◆ Exercise material:
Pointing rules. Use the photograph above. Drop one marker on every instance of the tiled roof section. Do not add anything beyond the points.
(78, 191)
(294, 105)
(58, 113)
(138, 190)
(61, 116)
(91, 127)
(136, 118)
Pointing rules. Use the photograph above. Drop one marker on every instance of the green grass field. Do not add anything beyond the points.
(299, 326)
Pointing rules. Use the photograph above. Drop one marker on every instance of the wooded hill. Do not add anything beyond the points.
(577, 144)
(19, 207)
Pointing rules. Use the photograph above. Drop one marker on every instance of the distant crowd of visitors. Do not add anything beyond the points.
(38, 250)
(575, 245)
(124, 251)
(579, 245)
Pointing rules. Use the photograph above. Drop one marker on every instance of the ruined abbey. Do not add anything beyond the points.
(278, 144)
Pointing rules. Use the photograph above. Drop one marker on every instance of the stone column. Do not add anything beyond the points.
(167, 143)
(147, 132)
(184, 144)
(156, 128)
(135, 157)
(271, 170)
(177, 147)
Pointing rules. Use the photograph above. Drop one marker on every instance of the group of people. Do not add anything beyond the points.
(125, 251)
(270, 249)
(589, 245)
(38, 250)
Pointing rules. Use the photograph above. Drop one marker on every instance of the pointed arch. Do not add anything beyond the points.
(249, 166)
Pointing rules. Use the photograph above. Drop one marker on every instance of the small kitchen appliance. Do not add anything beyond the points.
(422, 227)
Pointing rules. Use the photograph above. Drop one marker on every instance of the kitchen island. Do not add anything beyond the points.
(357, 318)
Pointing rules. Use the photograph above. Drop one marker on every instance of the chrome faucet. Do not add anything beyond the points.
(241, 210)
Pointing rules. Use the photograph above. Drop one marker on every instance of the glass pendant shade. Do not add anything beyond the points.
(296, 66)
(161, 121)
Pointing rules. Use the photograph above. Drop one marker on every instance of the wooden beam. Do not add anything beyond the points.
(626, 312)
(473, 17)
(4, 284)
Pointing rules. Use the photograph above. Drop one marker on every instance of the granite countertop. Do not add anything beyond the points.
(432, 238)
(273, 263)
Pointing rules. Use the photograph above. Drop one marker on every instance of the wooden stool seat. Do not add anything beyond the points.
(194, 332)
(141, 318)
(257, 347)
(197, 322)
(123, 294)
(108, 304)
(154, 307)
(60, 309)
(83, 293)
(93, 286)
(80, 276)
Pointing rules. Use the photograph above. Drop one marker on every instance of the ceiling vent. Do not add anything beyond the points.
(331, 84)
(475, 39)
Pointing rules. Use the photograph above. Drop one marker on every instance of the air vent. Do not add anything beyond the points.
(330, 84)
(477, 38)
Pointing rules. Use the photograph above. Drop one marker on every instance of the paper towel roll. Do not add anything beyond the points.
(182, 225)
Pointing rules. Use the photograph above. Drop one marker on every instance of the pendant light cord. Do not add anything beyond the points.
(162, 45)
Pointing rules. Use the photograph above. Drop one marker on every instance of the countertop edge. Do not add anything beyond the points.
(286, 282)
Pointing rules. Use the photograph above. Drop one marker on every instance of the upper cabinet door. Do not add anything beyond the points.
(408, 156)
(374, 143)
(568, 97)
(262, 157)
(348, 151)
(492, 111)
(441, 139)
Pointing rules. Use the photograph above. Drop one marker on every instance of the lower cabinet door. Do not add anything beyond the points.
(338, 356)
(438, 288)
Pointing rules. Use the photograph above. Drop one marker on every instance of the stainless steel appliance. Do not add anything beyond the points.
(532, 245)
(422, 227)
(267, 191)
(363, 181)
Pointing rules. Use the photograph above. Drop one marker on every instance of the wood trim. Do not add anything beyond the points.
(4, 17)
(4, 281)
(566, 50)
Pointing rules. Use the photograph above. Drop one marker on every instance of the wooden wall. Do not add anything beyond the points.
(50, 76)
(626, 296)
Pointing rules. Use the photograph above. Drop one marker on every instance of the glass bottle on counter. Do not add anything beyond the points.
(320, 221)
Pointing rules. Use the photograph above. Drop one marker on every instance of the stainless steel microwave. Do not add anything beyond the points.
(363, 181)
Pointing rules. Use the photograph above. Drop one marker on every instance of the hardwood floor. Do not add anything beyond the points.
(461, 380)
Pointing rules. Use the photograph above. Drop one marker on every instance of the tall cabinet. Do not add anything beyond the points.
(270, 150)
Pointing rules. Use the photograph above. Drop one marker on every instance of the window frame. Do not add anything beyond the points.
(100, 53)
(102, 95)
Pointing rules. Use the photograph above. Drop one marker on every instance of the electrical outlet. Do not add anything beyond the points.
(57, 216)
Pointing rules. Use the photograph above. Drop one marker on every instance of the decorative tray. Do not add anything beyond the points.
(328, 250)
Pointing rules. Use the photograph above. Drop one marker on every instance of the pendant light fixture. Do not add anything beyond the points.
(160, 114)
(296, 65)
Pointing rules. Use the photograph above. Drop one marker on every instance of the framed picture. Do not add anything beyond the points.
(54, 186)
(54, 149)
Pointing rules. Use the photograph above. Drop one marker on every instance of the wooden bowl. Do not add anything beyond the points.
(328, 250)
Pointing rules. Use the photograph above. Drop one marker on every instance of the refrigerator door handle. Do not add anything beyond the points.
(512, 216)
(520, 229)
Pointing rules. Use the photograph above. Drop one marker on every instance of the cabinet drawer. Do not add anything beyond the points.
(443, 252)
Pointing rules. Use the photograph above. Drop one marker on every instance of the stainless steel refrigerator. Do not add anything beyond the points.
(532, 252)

◆ What to work on: Please output the line that contains "drawer. Do not add anything beyond the points." and every line after it in the entries above, exactly, and nothing more.

◆ Task answer:
Pointing rules. Use the photograph above. Drop one marker on every instance of the cabinet drawer. Do not add anything beyond the points.
(443, 252)
Pointing rules. Use the photograph above. Drop one marker on every instance of the stainless steel refrigerator. Do not add anything beyond the points.
(532, 252)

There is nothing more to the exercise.